◆ **STATED EXERCISE A**:
In the Le Mans preview, condense the paragraph beginning "This weekend, we citizens" into a short bulleted list that keeps its main facts.
◆ **STATED EXERCISE B**:
Reproduce the part of the Le Mans preview that opens with the words containing "Anything That Happens" and closes with "of the tape.".

◆ **TEXT EXTRACT**:
Anything That Happens Before Or After Is Just Waiting: 24 Hours of Le Mans, 2007

Photo: Ker Robertson/Getty Images

This weekend, we citizens get to watch one of the few bloodsports left open to public view. More accurately, it's a sport of blood, sweat and tears. I'm talking about 24 Hours of Le Mans. This year's race, held this weekend at France's Circuit de la Sarthe will be memorable, with several manufacturers set to throw haymakers at the sports-car royalty in every single class. Exotic prototypes and production sports cars will fight it out while trying to avoid playing tag with each other at 200 mph. Vehicular attrition pares down the competition as over-aggression, darkness, fatigue and asking 100 percent out of cars already tuned to within an inch of their lives all conspire against the teams. Click through for the tale of the tape.

Blood: Emphasis on "bad," as in some of these teams flat don't like each other. This is especially evident in the trenches of the production-based GT cars, specifically Corvette and Aston Martin and Porsche and Ferrari. The C6-Rs gave Prodrive's DBR9s such fits that Prodrive successfully lobbied to have ballast added to the Corvettes. The 'Vette team didn't like their gunfight being downgraded to knives and let Prodrive know it. Aston Martin then left the American LeMans Series in a snit at the end of the season. Now they're back at it on the biggest stage possible. Look for the Prodrive team to have some new tricks against the juggernaut Vettes. You may remember the closest finish in the history of Sebring a few months ago when a Risi F430 GT rubbed and raced with a Flying Lizard 997 GT3 RSR to a victory margin of just a fifth of a second after twelve hours of racing. Had you forgotten? Flying Lizard hasn't. They'll face their blood-red nemesis again on the Circuit de le Sarthe with the added twist of fending off last year's GT2-winning Panoz Esperante GTLM for Team LNT. That's right: Modena vs. Stuttgart vs. Braselton, Georgia. Be sure to check out the new bat-country inspired Flying Lizard livery.

◆ **Point annotation dataset entries**:

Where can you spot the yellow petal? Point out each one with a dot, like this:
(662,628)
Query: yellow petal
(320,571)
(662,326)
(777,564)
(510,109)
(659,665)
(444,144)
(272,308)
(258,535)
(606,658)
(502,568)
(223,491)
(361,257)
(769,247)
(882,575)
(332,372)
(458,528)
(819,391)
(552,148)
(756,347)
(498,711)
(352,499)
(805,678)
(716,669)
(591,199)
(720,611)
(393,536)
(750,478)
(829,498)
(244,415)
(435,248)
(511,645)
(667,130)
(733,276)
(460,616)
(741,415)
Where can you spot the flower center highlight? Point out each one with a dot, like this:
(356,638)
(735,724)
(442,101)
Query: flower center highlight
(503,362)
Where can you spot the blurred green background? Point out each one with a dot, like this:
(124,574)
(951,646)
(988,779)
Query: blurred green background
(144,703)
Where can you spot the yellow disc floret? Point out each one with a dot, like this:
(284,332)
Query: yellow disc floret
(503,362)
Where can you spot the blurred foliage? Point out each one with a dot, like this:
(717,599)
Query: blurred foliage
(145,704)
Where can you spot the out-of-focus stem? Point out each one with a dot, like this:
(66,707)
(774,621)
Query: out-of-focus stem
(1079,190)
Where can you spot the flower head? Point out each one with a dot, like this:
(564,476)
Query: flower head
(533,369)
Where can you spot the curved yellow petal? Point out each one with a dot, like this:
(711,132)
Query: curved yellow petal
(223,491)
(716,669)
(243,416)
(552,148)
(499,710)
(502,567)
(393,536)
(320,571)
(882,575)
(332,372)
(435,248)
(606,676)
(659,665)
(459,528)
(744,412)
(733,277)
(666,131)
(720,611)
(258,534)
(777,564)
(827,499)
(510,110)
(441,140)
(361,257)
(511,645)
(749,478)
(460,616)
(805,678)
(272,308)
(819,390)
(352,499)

◆ **EXERCISE ANSWER A**:
- The 24 Hours of Le Mans is being held this weekend at France's Circuit de la Sarthe.
- It is called one of the few bloodsports still open to public view: a sport of blood, sweat and tears.
- Several manufacturers are set to challenge sports-car royalty in every class.
- Exotic prototypes and production sports cars will compete while trying to avoid contact at 200 mph.
- Over-aggression, darkness, fatigue and pushing highly tuned cars to 100 percent will wear down the field.

◆ **EXERCISE ANSWER B**:
Anything That Happens Before Or After Is Just Waiting: 24 Hours of Le Mans, 2007

Photo: Ker Robertson/Getty Images

This weekend, we citizens get to watch one of the few bloodsports left open to public view. More accurately, it's a sport of blood, sweat and tears. I'm talking about 24 Hours of Le Mans. This year's race, held this weekend at France's Circuit de la Sarthe will be memorable, with several manufacturers set to throw haymakers at the sports-car royalty in every single class. Exotic prototypes and production sports cars will fight it out while trying to avoid playing tag with each other at 200 mph. Vehicular attrition pares down the competition as over-aggression, darkness, fatigue and asking 100 percent out of cars already tuned to within an inch of their lives all conspire against the teams. Click through for the tale of the tape.